Exercise instructions ->
Collect every line in the items below that contains the word "figure", matching uppercase and lowercase exactly, and copy each one out.

Information shown ->
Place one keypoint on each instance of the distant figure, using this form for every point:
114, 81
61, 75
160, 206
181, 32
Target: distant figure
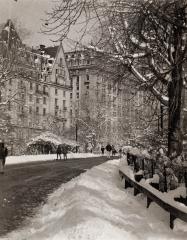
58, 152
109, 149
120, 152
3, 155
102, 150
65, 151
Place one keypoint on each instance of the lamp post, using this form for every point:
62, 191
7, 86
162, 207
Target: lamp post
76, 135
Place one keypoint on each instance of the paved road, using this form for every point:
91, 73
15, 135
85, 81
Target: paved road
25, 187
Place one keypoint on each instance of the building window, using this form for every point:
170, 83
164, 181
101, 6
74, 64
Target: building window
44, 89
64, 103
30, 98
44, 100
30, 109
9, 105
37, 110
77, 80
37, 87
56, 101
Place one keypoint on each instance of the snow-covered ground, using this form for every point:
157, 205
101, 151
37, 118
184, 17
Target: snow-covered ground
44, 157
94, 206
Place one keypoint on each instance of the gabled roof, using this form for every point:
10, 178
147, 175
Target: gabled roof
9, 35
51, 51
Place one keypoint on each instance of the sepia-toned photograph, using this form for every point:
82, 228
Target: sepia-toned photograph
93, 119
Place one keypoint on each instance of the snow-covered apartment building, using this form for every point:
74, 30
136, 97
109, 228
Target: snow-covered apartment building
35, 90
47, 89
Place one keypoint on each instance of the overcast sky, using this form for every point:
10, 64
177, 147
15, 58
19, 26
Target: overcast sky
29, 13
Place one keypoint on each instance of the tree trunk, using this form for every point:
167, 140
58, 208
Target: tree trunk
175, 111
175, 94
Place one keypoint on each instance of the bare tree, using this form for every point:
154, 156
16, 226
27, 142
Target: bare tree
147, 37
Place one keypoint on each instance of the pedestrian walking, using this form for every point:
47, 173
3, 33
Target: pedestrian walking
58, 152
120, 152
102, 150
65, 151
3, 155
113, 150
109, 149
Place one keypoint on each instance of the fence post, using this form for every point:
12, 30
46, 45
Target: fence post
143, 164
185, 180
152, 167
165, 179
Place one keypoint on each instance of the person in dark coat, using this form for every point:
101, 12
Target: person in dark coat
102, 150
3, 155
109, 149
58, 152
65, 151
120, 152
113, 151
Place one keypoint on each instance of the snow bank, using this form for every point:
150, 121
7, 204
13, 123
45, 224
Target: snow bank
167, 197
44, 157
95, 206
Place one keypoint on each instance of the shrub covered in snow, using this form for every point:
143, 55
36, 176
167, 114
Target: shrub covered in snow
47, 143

--

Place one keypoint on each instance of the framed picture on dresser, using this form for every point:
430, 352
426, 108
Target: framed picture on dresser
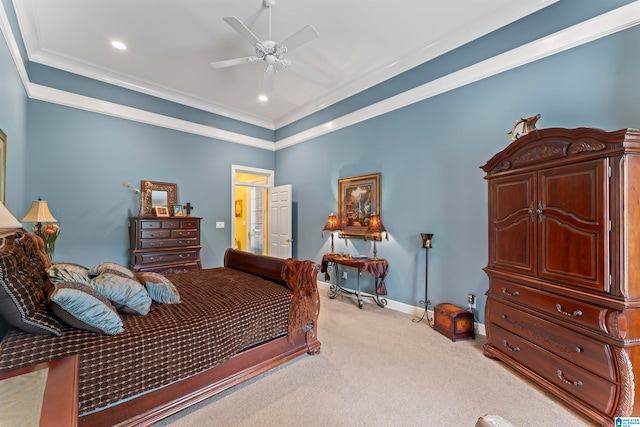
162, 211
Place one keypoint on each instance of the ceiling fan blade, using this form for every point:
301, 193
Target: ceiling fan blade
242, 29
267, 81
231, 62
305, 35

Exercise answer ->
Place one keypoint on each instance of the distant figure, using this form for every point:
Target: distant figure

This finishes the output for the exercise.